Activity: This exercise calls for every record to be set down again, exactly and in full.

Natural language region descriptions:
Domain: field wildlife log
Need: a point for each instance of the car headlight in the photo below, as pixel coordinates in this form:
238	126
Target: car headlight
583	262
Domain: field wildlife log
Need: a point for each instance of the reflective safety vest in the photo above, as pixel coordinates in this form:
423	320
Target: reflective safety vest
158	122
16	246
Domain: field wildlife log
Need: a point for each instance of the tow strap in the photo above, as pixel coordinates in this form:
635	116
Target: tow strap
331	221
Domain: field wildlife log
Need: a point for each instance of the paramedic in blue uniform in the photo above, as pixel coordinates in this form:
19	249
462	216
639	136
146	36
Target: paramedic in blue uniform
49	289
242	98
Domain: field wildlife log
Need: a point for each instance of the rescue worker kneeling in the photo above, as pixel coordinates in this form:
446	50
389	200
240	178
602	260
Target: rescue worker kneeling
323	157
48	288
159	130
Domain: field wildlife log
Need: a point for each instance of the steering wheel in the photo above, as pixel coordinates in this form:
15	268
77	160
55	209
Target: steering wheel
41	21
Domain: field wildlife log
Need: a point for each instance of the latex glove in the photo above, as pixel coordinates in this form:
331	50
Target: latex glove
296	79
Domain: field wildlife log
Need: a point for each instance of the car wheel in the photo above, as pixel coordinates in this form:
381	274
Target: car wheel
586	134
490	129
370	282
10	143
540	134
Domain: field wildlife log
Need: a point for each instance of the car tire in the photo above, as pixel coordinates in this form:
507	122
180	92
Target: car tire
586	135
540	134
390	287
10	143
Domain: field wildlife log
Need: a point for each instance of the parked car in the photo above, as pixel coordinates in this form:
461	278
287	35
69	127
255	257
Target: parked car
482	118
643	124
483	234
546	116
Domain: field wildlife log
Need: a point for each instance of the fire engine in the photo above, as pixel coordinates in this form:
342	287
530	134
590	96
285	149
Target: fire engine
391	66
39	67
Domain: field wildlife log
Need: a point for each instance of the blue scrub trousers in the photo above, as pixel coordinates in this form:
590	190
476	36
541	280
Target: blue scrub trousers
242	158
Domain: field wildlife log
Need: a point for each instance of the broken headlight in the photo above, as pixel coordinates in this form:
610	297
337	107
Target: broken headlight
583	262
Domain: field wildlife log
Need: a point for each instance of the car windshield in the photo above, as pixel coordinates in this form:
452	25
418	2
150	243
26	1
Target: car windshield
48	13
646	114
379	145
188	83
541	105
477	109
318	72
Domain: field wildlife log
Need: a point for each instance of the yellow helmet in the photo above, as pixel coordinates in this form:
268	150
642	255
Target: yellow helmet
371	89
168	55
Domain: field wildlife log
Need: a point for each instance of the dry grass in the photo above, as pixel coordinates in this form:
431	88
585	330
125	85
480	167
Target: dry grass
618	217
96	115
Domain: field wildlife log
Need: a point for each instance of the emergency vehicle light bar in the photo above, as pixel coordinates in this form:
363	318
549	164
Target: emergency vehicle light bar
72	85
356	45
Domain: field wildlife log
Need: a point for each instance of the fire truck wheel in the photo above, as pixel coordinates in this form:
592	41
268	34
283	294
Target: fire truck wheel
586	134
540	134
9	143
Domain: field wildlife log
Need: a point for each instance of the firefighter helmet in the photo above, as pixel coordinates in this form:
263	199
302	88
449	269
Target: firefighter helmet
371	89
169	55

Exercise answer:
Domain: field wildlife log
Need: a point for each instance of the car headlight in the photo below, as pixel coordinates in this form:
238	126
Target: car headlight
583	262
Domain: field wildlife log
Need: a point for each instance of the reflective safety vest in the photo above, as pixel coordinates in this form:
423	320
Target: reflective safety vest
158	122
16	246
Domain: field wildlife log
Need: a point for each instance of the tow strap in the photo above, as pixel coordinates in this form:
635	116
Target: tow strap
331	221
Domain: field wildlife log
Need: a point for each instance of the paramedic in blue uniform in the photo above, as pixel coordinates in this form:
19	249
462	216
639	136
146	36
Target: paramedic in blue uniform
49	289
242	98
Domain: field wildlife log
Need: a point for each instance of the rescue worker kneeling in the photo above, as pixel coordinates in this form:
446	50
389	200
240	178
602	260
Target: rescue worker kneeling
323	157
48	288
159	130
Domain: field wildlife log
Need: a point for each instance of the steering wheel in the photo above, as pixel coordinates in this form:
15	268
77	160
55	209
Target: steering wheel
41	21
Domain: field wildlife log
Need: a point for each instance of the latex glove in the photo above, as pixel coordinates in this form:
331	50
Target: latex glove
296	79
Domain: field wildlife log
Need: a point for each instance of the car wheel in the photo above, as pixel coordinates in this form:
381	274
Target: car wheel
586	134
490	129
370	282
10	143
540	134
Domain: field wildlife log
Need: a point for each instance of the car tire in the photo above, as pixel coordinates in this form:
507	122
180	92
Target: car tire
586	135
540	134
390	287
10	143
Domain: field wildlife log
Need: a point for each instance of the parked car in the photo above, as pixel coordinates in this form:
461	278
287	35
69	127
255	257
Target: parked car
482	118
643	124
483	234
546	116
Domain: field wildlife log
Need: a point for each instance of the fire engine in the photo above, as pixel coordinates in this form:
342	287
530	134
590	96
285	149
Target: fire engine
391	66
39	67
Domain: field wildlife log
Need: a point for each instance of the blue scrub trousers in the photo above, as pixel coordinates in this form:
590	190
476	36
541	280
Target: blue scrub trousers
242	158
Domain: field wildlife log
Need: a point for each instance of the broken headlight in the photo above, as pixel coordinates in this form:
610	297
337	107
Target: broken headlight
583	262
Domain: field wildlife log
Need: a point for each instance of the car windshield in the photo above, as pixel coordinates in this form:
452	25
418	2
150	243
26	1
Target: car windshield
48	13
646	114
379	145
188	83
541	105
477	109
318	72
Domain: field wildlife log
Need: a point for each instance of the yellow helmet in the photo above, as pixel coordinates in this form:
268	150
642	255
Target: yellow helmet
371	89
168	55
Domain: field wildlife log
Need: a point for each instance of the dry grass in the photo above, as pixel coordinates in this form:
431	88
585	330
125	85
480	167
Target: dry grass
618	217
96	115
Domain: field wildlife log
Need: a point for each instance of the emergency vehicle light bar in the photo above, as pixel coordinates in this form:
363	318
549	164
Target: emergency vehicle light bar
72	85
356	45
Domain: field wildlife log
Need: a point for each instance of the fire truck wheel in the photo above, as pixel coordinates in this form:
592	41
268	34
283	294
Target: fire truck wheel
586	134
540	134
9	143
Domain: field wildlife log
Need: a point for each instance of the firefighter helmet in the photo above, as pixel coordinates in this form:
263	199
302	88
449	269
Target: firefighter helmet
371	89
169	55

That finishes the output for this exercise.